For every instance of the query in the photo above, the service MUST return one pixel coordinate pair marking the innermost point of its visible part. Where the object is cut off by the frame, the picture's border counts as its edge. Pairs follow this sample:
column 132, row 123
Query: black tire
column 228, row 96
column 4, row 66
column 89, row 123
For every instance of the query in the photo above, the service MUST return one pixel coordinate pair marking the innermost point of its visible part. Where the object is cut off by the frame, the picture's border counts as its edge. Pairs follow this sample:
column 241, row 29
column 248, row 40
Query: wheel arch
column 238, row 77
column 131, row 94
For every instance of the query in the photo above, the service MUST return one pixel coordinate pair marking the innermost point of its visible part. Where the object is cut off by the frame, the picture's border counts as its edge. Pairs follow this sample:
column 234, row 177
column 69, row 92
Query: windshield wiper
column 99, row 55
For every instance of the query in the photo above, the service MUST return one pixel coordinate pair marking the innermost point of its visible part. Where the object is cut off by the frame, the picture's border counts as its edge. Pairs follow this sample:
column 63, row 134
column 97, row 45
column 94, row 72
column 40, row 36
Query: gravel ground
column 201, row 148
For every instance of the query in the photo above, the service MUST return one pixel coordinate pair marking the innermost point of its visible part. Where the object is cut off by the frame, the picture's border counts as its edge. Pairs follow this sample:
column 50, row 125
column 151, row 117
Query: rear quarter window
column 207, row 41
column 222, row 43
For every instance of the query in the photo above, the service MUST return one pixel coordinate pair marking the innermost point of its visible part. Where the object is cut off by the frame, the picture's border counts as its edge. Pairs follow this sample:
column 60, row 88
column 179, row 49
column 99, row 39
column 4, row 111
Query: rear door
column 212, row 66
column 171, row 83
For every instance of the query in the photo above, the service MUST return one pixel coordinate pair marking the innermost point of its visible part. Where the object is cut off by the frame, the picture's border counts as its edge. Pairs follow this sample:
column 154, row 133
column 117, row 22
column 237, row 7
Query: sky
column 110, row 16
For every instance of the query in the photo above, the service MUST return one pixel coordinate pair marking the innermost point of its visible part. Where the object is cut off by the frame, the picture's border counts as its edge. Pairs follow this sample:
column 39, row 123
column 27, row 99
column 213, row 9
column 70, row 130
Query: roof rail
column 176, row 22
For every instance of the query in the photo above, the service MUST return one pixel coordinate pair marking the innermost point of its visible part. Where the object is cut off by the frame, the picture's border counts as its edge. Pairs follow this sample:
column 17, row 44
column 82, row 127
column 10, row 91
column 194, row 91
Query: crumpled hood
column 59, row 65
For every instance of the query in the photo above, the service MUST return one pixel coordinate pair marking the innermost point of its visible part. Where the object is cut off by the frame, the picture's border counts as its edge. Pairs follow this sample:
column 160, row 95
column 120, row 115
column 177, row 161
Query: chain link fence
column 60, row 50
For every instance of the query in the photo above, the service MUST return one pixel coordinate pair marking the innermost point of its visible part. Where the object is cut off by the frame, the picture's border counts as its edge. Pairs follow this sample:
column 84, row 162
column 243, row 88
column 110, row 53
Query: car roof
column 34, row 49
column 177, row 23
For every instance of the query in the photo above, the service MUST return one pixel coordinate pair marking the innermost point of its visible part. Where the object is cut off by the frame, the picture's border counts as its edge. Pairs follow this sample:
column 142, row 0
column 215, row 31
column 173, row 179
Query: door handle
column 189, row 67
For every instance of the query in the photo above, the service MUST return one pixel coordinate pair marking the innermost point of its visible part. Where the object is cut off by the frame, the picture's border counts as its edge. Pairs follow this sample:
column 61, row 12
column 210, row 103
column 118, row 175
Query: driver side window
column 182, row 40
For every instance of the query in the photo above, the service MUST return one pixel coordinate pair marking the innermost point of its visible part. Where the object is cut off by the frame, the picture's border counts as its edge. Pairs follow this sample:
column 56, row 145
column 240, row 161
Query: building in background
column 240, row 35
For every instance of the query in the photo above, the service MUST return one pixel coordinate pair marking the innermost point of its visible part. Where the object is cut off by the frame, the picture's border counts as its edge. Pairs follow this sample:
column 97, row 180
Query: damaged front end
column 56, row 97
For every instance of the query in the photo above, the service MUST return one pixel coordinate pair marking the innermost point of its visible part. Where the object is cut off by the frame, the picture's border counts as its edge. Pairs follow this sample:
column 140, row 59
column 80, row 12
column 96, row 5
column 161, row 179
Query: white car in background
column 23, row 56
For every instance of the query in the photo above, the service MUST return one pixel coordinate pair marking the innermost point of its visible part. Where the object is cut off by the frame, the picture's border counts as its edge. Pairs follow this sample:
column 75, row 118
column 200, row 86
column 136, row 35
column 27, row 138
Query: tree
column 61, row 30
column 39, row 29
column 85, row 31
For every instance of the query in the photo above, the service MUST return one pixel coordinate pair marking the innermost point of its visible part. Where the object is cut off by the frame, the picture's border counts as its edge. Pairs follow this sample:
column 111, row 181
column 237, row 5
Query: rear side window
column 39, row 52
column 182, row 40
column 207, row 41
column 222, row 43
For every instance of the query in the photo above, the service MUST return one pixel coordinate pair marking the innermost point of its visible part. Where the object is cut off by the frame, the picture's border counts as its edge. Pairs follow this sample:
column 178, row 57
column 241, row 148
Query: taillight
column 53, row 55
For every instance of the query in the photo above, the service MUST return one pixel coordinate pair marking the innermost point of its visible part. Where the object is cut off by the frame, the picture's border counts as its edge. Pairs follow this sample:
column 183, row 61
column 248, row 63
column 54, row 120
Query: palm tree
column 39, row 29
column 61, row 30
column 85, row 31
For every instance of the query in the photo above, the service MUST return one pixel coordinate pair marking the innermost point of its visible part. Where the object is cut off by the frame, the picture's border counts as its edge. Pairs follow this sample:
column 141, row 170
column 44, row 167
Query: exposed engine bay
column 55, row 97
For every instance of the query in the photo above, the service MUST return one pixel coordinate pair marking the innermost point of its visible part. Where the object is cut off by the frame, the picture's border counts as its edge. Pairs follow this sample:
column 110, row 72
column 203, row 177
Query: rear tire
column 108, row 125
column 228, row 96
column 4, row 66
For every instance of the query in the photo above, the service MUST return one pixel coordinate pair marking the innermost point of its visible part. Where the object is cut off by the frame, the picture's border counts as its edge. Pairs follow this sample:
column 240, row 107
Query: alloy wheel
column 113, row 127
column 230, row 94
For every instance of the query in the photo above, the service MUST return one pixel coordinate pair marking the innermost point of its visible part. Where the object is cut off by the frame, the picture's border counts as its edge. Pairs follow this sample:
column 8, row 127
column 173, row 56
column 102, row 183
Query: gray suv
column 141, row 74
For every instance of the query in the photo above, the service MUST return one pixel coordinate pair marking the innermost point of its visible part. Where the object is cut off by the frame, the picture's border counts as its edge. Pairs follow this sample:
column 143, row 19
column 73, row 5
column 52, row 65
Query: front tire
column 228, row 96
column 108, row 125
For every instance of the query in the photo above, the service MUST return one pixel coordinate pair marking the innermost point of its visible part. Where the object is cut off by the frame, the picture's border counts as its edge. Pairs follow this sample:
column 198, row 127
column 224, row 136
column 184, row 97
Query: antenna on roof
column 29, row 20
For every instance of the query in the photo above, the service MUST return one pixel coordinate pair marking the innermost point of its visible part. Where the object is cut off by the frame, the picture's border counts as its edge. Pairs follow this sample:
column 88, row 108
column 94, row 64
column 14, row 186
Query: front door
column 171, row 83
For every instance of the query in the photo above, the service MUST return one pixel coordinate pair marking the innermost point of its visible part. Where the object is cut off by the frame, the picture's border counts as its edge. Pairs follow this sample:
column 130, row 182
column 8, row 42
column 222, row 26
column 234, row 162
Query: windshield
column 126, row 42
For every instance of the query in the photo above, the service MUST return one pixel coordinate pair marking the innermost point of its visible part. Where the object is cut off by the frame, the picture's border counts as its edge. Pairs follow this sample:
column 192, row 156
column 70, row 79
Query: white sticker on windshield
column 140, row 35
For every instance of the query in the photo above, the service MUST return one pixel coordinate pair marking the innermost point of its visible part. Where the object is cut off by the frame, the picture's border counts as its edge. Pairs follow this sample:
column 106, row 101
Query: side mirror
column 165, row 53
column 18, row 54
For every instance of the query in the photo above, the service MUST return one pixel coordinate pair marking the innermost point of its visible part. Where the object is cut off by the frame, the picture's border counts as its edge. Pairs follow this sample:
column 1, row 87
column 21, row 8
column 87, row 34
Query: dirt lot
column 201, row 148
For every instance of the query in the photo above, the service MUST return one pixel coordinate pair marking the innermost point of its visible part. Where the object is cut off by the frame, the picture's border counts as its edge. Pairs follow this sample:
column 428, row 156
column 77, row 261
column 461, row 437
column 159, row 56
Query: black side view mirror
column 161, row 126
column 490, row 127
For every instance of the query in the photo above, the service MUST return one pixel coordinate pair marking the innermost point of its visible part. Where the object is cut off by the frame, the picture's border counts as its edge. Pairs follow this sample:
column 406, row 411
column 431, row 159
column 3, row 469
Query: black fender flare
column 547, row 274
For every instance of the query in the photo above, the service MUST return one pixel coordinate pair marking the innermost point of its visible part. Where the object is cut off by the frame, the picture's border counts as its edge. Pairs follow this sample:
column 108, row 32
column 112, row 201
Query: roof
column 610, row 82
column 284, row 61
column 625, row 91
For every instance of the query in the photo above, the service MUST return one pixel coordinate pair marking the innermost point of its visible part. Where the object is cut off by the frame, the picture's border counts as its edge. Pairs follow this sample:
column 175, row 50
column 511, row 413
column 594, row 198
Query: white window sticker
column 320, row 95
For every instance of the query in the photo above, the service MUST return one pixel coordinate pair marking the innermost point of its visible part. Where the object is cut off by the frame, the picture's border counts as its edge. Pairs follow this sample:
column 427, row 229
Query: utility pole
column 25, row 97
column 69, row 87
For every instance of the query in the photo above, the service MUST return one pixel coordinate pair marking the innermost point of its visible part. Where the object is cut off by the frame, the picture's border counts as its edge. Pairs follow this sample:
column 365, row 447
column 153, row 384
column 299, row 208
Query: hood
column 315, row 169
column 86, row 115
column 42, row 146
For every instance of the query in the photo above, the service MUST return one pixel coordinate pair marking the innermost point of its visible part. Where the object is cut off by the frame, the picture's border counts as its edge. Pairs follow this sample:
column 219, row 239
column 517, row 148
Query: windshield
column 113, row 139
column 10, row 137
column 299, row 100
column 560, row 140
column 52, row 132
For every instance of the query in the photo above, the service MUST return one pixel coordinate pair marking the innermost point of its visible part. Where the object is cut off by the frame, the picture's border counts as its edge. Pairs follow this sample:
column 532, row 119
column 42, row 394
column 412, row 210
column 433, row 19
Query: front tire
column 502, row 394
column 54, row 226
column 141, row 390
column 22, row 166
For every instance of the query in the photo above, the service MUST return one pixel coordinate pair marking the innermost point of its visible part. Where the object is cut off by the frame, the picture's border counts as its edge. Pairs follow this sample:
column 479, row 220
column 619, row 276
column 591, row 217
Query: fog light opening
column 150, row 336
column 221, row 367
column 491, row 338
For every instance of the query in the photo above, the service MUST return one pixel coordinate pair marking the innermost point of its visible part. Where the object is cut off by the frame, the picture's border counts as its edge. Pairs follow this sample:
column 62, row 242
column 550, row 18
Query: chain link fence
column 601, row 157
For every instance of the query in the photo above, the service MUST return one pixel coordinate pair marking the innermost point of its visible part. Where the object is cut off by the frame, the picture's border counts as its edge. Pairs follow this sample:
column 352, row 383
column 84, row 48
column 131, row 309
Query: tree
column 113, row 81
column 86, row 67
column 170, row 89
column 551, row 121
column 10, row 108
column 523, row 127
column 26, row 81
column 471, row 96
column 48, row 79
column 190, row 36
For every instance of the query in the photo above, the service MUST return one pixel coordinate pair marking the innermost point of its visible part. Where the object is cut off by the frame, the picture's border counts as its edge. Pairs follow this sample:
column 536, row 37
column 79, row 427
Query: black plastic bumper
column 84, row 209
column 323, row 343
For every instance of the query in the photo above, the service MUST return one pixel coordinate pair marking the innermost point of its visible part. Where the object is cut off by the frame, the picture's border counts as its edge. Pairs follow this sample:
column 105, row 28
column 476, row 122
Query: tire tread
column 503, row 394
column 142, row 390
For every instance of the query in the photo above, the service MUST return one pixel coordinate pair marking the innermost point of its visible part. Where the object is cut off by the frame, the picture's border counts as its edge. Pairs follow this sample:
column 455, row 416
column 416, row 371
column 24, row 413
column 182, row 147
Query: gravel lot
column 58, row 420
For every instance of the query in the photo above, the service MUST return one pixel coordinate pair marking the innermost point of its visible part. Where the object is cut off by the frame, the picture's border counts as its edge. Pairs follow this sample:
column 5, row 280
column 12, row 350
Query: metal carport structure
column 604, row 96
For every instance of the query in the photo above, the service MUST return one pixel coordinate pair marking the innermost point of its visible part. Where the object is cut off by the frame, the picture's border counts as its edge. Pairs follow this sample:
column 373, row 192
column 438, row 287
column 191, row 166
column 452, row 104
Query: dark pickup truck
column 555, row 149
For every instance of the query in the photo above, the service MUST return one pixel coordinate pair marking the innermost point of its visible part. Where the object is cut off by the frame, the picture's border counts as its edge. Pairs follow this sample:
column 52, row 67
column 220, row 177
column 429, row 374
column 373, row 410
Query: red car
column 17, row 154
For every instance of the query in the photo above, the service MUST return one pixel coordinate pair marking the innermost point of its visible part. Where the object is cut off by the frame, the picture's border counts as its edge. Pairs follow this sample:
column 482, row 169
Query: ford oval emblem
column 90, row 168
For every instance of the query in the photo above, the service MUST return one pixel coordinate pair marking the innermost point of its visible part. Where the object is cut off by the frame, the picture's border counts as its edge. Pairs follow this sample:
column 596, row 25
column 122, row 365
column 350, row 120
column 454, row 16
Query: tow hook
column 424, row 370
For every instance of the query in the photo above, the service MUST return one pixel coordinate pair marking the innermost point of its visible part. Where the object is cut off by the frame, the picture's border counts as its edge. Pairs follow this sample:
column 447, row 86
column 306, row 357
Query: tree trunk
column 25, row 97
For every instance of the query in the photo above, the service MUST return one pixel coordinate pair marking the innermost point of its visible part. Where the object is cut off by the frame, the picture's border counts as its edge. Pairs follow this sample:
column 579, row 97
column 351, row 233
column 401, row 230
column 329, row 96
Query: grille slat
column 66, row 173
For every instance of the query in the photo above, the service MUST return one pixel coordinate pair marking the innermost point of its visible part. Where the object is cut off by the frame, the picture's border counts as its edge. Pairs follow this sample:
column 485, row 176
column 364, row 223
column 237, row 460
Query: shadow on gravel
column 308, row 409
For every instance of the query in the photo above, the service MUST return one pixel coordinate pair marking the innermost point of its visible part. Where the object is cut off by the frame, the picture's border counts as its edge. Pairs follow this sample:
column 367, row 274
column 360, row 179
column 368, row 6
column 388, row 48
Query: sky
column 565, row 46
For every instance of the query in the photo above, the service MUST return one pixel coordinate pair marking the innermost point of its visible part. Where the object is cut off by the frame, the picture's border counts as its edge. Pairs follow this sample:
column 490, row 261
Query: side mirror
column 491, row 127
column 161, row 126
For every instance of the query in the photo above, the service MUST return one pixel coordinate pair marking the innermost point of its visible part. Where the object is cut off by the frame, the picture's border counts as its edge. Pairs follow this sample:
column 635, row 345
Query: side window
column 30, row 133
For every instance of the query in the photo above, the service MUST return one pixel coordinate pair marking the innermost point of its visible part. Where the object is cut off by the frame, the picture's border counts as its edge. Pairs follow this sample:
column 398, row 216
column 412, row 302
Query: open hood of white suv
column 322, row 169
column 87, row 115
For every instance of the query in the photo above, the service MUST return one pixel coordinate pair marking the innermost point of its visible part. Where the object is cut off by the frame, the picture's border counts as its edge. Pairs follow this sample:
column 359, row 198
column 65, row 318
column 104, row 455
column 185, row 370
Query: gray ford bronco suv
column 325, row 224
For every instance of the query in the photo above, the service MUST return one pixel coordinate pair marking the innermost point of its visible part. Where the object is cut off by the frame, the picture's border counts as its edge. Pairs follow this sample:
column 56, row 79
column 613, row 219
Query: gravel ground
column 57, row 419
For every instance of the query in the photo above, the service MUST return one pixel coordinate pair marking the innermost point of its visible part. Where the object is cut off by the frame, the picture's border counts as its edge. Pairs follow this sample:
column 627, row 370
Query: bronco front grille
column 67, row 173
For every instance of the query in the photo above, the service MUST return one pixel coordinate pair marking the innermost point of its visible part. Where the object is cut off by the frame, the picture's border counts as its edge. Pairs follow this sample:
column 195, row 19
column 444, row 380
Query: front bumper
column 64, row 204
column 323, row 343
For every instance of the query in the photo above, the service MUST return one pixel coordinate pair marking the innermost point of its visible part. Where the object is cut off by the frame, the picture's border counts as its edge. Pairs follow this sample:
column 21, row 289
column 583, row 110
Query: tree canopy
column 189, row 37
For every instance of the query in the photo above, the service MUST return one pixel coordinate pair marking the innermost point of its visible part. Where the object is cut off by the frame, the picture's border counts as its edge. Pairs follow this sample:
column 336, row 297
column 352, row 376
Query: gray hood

= = = =

[WHAT THIS TASK INVOLVES]
Reproduce the material verbatim, from its first line through the line containing "column 89, row 123", with both of those lines included.

[OUTPUT FOR THIS TASK]
For every instance of the query in the photo above, the service MUST return one pixel coordinate pair marking the innermost point of its visible part. Where the object is cut off by the frame, the picture's border counts as its edge. Pairs follow this sample:
column 132, row 123
Query: black tire
column 228, row 96
column 4, row 66
column 89, row 123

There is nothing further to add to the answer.